→ **YOUR INSTRUCTIONS**: Copy the data exactly; pictures stay out of the copy.

Segment Start: GIVEN DATA

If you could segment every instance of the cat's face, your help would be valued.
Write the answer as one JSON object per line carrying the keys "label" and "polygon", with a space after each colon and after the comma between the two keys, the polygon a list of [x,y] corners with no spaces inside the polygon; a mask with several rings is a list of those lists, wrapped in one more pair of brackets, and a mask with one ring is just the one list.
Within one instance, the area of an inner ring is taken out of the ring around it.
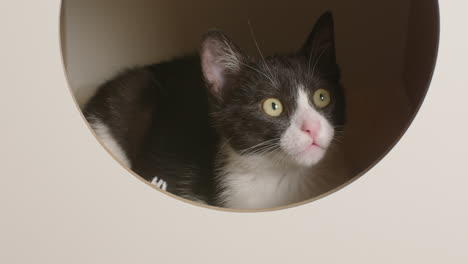
{"label": "cat's face", "polygon": [[219,133],[241,154],[312,166],[344,123],[333,20],[324,15],[300,52],[249,58],[220,32],[201,59]]}

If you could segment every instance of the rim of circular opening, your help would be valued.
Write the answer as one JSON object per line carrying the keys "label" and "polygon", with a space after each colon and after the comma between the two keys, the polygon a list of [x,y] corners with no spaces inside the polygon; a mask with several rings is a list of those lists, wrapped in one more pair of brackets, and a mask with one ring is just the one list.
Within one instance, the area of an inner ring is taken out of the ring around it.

Segment End: GIVEN DATA

→ **RESULT OF THIS EXERCISE**:
If you could segment every instance of the cat's face, your help would be valued.
Write the answer as one JSON object per line carrying the keys "label" and "polygon", with a space after each colon and after the comma between the two keys, the polygon a list of [x,y] corners with no spaces inside the polygon; a mask with several rings is a list of those lists, wrapped in one more pair of brackets, and a mask with one ring is just the one list.
Within one instance, the area of an inner ring is taken out of the ring around it.
{"label": "cat's face", "polygon": [[219,133],[241,154],[312,166],[344,123],[333,20],[324,15],[300,52],[249,58],[220,32],[201,59]]}

If you could segment every instance of the rim of circular opening, your help would be valued.
Write the answer as one JSON object per line carrying the keys "label" and "polygon", with a space after each colon and after the comma between the two keys, the polygon a list of [x,y] corners with no spaces inside the polygon; a mask with several rings is a list of those lists, wrapped in one more pair of brackets, and a mask with one ring is just the one list.
Within one instance, the area of an inner ring is taken out of the ring around it.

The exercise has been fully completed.